Thursday, 19 April 2012

W pewnym mało znanym mieście nad Pacyfikiem.../ In a little known city by the Pacific...

Podróż dzieli się na różne czasy. Jest czas akcji i zachwytów, czas mocnych wrażeń. To czas piękna po brzegi, obcowania ze zwierzętami, pływania w oceanie i wzdłuż dzikich rzek, tango i wina. Wtedy robi się zdjęcia i mówi się, że to właśnie po to przyjechaliśmy. Po unikalne wrażenia, po zachwyt, po pływanie w innej kulturze.
Jest także czas sricte podróżny. Składają się na niego wszystkie przebyte kilometry. To czas autobusów i dworców autobusowych. Czas czekania. Ten czas to jedna z opłat jaką uiszczamy za czas zachwytu i zasługuje na odrębną opowieść.
Ale jest też czas po prostu bycia. Jeśli czas zachwytów jest poezją, czas podróżny formą, to czas po prosty bycia jest prozą podróży. To czas prania, czas odsypiana wszelkich szaleństw i tych setek, tysięcy kilometrów bez łóżka. Czas gotowania, a nie tylko robienia kanapek. Czas spacerów bez mapy i bez celu po okolicy gdzie nie ma nic do zobaczenia. Czas rozmów o rzeczach ważnych i nie, przerywanych naturalną ciszą. Czas wracania do tej samej kawiarni trzy dni z rzędu, bo dają tam dobrą kawę i można ze stolika przy oknie patrzeć na ludzi.

WYCINEK ZBIORU DANYCH ▸
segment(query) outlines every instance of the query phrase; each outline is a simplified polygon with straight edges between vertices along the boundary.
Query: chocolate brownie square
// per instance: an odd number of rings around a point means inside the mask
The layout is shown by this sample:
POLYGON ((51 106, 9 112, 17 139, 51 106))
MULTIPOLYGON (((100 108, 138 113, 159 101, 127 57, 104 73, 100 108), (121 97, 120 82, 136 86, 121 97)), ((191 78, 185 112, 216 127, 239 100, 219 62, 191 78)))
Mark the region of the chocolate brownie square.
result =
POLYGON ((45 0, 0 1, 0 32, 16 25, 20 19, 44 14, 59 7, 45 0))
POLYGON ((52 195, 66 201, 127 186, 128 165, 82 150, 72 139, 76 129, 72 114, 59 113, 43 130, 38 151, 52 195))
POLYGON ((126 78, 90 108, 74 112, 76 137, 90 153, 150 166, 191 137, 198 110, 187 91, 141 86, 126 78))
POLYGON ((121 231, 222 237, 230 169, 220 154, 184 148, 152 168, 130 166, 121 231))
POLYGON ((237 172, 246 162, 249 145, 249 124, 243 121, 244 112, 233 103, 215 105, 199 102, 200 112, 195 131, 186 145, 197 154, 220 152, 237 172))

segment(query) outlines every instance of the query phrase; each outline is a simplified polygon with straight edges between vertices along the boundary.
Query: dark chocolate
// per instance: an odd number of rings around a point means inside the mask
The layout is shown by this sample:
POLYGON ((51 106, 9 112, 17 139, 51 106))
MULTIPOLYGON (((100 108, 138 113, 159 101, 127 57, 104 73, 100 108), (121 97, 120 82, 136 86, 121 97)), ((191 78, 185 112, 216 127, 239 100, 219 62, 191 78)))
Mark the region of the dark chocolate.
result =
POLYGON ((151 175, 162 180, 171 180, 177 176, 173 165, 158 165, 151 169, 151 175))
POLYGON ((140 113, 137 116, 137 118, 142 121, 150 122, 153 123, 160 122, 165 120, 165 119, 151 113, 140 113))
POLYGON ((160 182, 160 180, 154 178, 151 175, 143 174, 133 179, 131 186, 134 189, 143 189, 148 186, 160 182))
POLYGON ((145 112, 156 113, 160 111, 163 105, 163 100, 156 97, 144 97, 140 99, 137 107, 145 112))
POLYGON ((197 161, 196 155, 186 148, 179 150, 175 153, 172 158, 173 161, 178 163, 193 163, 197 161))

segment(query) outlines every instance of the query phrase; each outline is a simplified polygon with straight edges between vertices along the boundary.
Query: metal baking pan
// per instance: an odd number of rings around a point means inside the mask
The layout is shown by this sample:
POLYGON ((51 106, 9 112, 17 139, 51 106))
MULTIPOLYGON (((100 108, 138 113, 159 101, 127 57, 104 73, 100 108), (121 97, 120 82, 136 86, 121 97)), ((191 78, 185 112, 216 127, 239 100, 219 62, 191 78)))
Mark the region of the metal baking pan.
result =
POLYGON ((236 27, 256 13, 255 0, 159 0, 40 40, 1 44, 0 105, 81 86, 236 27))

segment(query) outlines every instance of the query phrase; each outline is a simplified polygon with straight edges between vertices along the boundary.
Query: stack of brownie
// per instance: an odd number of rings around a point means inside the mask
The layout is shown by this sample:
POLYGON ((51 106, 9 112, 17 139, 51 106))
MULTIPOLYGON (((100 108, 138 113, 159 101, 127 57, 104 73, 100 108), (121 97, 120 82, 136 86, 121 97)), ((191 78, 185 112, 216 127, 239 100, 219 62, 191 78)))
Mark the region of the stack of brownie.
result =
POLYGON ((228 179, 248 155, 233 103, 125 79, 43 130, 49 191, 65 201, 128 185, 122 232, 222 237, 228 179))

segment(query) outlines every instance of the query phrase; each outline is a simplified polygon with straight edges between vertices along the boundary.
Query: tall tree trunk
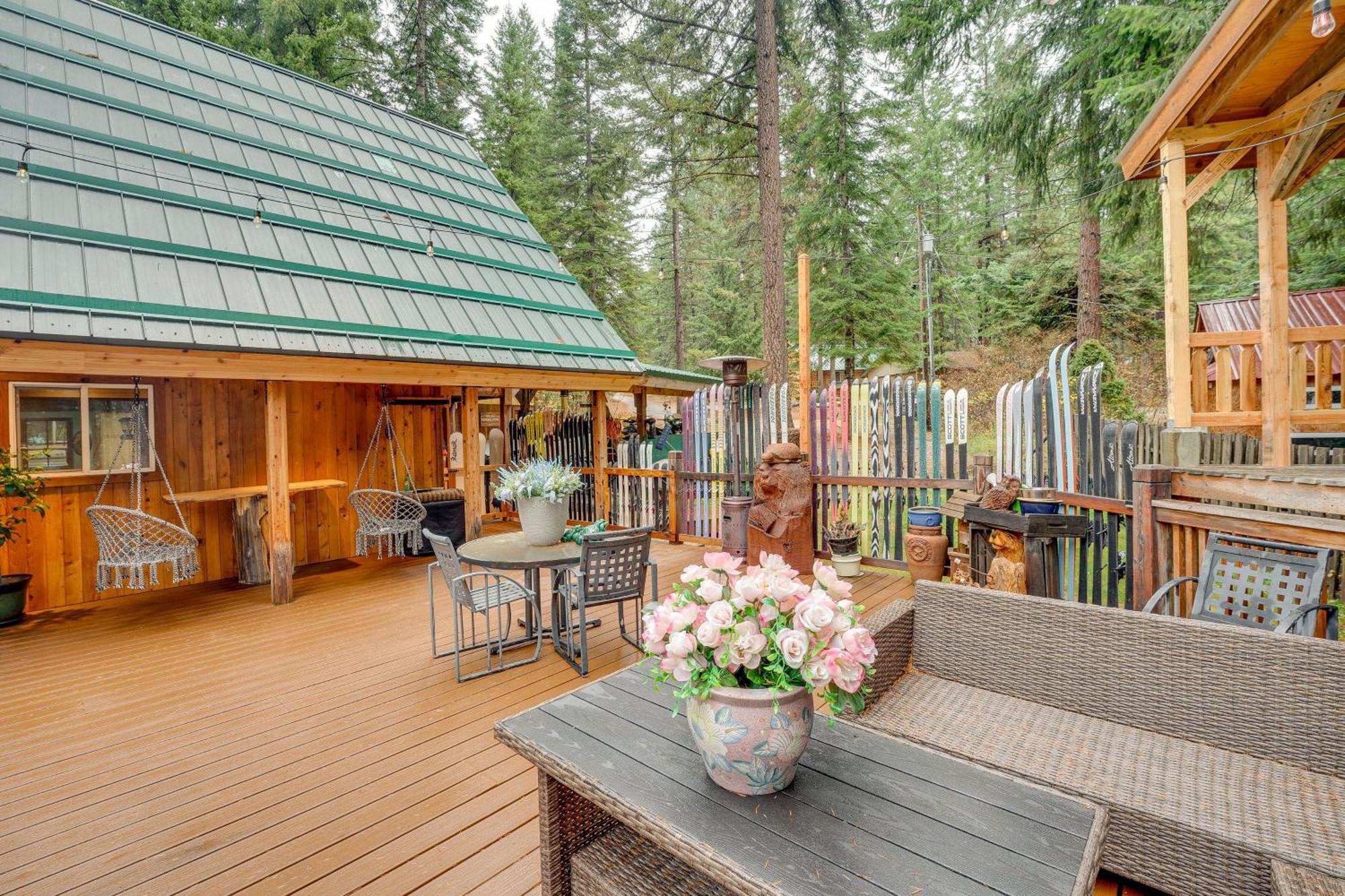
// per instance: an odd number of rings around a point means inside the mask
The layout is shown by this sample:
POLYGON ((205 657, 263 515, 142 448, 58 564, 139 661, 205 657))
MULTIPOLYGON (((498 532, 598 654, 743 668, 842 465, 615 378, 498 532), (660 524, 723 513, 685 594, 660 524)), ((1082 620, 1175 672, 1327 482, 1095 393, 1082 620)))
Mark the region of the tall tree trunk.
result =
MULTIPOLYGON (((674 172, 677 168, 674 168, 674 172)), ((677 175, 672 175, 672 183, 677 184, 677 175)), ((675 187, 674 187, 675 190, 675 187)), ((678 233, 681 227, 679 211, 672 207, 672 357, 677 359, 672 365, 674 367, 682 370, 686 367, 686 320, 682 316, 682 265, 679 264, 679 253, 682 249, 681 234, 678 233)))
POLYGON ((1084 209, 1079 221, 1079 313, 1075 320, 1075 338, 1102 338, 1102 230, 1098 213, 1084 209))
POLYGON ((425 71, 425 42, 429 32, 429 0, 416 0, 416 98, 421 113, 429 106, 429 75, 425 71))
POLYGON ((780 73, 775 0, 756 0, 757 190, 761 204, 761 354, 771 382, 790 381, 780 213, 780 73))

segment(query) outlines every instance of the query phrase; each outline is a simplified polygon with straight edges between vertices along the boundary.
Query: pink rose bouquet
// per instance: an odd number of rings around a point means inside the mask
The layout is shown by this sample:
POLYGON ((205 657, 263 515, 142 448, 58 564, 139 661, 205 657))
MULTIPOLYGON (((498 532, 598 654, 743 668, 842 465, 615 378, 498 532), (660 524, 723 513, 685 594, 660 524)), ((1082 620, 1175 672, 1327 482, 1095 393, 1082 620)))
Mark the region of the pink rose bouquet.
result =
POLYGON ((877 648, 859 624, 863 607, 850 583, 812 565, 812 584, 777 554, 760 565, 710 552, 682 570, 672 592, 644 608, 642 642, 658 663, 655 679, 678 697, 714 687, 807 687, 833 713, 863 709, 877 648))

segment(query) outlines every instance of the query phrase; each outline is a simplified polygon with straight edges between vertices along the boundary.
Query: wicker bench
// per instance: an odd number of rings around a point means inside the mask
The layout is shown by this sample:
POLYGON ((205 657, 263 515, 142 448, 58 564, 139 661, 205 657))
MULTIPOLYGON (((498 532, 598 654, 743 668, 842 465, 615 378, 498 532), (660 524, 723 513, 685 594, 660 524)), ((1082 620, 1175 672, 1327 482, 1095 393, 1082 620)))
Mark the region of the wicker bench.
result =
POLYGON ((1208 896, 1271 896, 1272 860, 1345 876, 1345 644, 932 583, 869 626, 859 721, 1107 806, 1103 868, 1208 896))

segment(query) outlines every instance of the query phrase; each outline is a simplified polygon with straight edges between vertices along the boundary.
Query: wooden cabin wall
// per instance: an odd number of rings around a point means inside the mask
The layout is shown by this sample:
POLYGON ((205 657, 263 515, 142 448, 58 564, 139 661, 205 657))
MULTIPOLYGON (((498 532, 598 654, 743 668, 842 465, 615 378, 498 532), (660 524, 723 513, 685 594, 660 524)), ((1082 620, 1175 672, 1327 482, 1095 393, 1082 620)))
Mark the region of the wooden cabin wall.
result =
MULTIPOLYGON (((9 382, 128 382, 118 378, 66 378, 4 374, 0 394, 0 444, 12 445, 9 382)), ((266 482, 264 383, 242 379, 144 379, 153 386, 155 445, 168 470, 174 491, 203 491, 266 482)), ((354 483, 378 416, 378 387, 346 383, 289 383, 289 479, 340 479, 354 483)), ((395 387, 393 396, 451 394, 453 389, 395 387)), ((417 486, 443 480, 441 447, 447 439, 441 408, 394 406, 408 461, 417 486)), ((386 470, 386 452, 382 467, 386 470)), ((113 476, 104 502, 129 502, 129 476, 113 476)), ((28 609, 52 609, 113 597, 121 591, 94 592, 97 546, 85 510, 102 476, 50 476, 43 496, 46 517, 30 515, 16 541, 0 549, 0 570, 34 574, 28 609)), ((387 487, 385 480, 383 487, 387 487)), ((295 561, 340 560, 355 550, 355 515, 347 488, 296 494, 293 498, 295 561)), ((163 478, 147 476, 145 509, 172 519, 163 499, 163 478)), ((227 500, 184 505, 187 527, 200 539, 200 574, 192 581, 237 577, 231 505, 227 500)), ((157 588, 171 588, 161 570, 157 588)))

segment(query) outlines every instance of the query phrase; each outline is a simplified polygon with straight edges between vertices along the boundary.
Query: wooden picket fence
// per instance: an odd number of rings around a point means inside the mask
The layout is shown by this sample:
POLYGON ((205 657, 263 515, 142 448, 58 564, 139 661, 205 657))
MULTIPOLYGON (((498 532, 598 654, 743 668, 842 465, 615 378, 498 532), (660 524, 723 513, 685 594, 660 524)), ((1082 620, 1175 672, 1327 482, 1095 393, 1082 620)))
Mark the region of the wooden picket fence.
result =
MULTIPOLYGON (((900 565, 905 509, 971 486, 966 389, 900 375, 833 381, 810 393, 808 428, 818 552, 826 526, 847 515, 863 557, 900 565)), ((955 537, 951 521, 947 531, 955 537)))

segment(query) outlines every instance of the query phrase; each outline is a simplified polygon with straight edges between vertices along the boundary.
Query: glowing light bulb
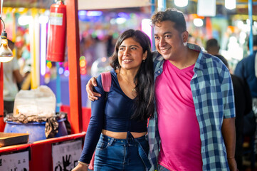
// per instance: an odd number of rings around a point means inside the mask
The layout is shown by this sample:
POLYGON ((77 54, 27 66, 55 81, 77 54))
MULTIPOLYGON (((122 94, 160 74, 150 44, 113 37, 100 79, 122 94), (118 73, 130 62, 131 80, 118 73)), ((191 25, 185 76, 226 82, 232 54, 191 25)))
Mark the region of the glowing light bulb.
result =
POLYGON ((14 58, 13 52, 8 46, 7 33, 4 31, 1 33, 0 46, 0 62, 9 62, 14 58))

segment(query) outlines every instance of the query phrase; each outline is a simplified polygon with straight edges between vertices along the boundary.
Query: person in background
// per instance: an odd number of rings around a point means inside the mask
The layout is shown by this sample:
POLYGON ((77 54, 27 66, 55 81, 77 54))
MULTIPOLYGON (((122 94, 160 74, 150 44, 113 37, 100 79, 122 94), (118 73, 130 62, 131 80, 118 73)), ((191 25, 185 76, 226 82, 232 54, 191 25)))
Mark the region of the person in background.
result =
MULTIPOLYGON (((257 35, 254 35, 253 53, 239 61, 234 71, 234 74, 246 81, 252 98, 253 110, 257 115, 257 35)), ((249 43, 248 43, 249 48, 249 43)))
POLYGON ((95 90, 101 97, 91 103, 84 147, 73 171, 88 170, 95 147, 95 171, 143 171, 151 167, 146 134, 147 118, 154 109, 154 87, 149 37, 132 29, 122 33, 116 42, 111 66, 107 94, 101 76, 98 77, 95 90))
POLYGON ((219 54, 219 45, 216 38, 211 38, 206 41, 206 50, 207 53, 218 57, 225 64, 226 67, 229 66, 229 63, 226 59, 219 54))
MULTIPOLYGON (((14 43, 8 39, 8 46, 11 51, 14 43)), ((19 89, 17 83, 21 83, 23 78, 19 71, 16 56, 10 62, 4 63, 4 114, 13 113, 15 96, 19 89)))
MULTIPOLYGON (((167 9, 155 14, 152 23, 157 50, 156 110, 150 119, 148 140, 154 169, 236 171, 235 106, 229 69, 199 46, 187 43, 182 12, 167 9)), ((88 83, 87 92, 95 100, 100 95, 92 91, 94 81, 88 83)))
MULTIPOLYGON (((218 57, 229 68, 227 60, 219 54, 219 45, 215 38, 206 41, 206 49, 208 53, 218 57)), ((251 111, 251 99, 247 83, 241 78, 231 73, 236 106, 236 152, 235 158, 237 168, 243 170, 243 116, 251 111)))

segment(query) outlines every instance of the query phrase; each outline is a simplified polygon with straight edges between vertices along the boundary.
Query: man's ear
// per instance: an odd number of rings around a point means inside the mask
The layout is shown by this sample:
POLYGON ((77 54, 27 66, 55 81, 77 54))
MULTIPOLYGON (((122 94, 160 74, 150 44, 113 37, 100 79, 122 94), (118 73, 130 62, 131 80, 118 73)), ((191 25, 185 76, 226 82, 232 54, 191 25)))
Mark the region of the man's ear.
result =
POLYGON ((182 33, 183 43, 187 43, 188 36, 189 36, 189 33, 187 31, 185 31, 182 33))

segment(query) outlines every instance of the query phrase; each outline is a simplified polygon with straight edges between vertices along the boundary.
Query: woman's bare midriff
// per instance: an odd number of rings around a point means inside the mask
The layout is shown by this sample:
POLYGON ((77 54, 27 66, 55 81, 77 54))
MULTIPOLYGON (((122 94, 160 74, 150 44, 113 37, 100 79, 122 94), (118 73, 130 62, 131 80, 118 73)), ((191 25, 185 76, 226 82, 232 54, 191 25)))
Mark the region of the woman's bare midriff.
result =
MULTIPOLYGON (((126 139, 127 138, 127 132, 117 133, 110 130, 103 130, 102 133, 106 136, 114 138, 116 139, 126 139)), ((131 134, 135 138, 144 136, 147 134, 147 132, 143 133, 134 133, 131 132, 131 134)))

ZADANIA ▸
1/ Co według tekstu o czasach podróży składa się na czas podróżny?
2/ Przepisz wiernie fragment tekstu o czasach podróży, zaczynając od słów „Ale jest też” i kończąc na słowach „patrzeć na ludzi.”.
Wykaz nie jest potrzebny do wykonania zadań.

ODPOWIEDZI DO ĆWICZEŃ ▸
1/ Wszystkie przebyte kilometry.

2/
Ale jest też czas po prostu bycia. Jeśli czas zachwytów jest poezją, czas podróżny formą, to czas po prosty bycia jest prozą podróży. To czas prania, czas odsypiana wszelkich szaleństw i tych setek, tysięcy kilometrów bez łóżka. Czas gotowania, a nie tylko robienia kanapek. Czas spacerów bez mapy i bez celu po okolicy gdzie nie ma nic do zobaczenia. Czas rozmów o rzeczach ważnych i nie, przerywanych naturalną ciszą. Czas wracania do tej samej kawiarni trzy dni z rzędu, bo dają tam dobrą kawę i można ze stolika przy oknie patrzeć na ludzi.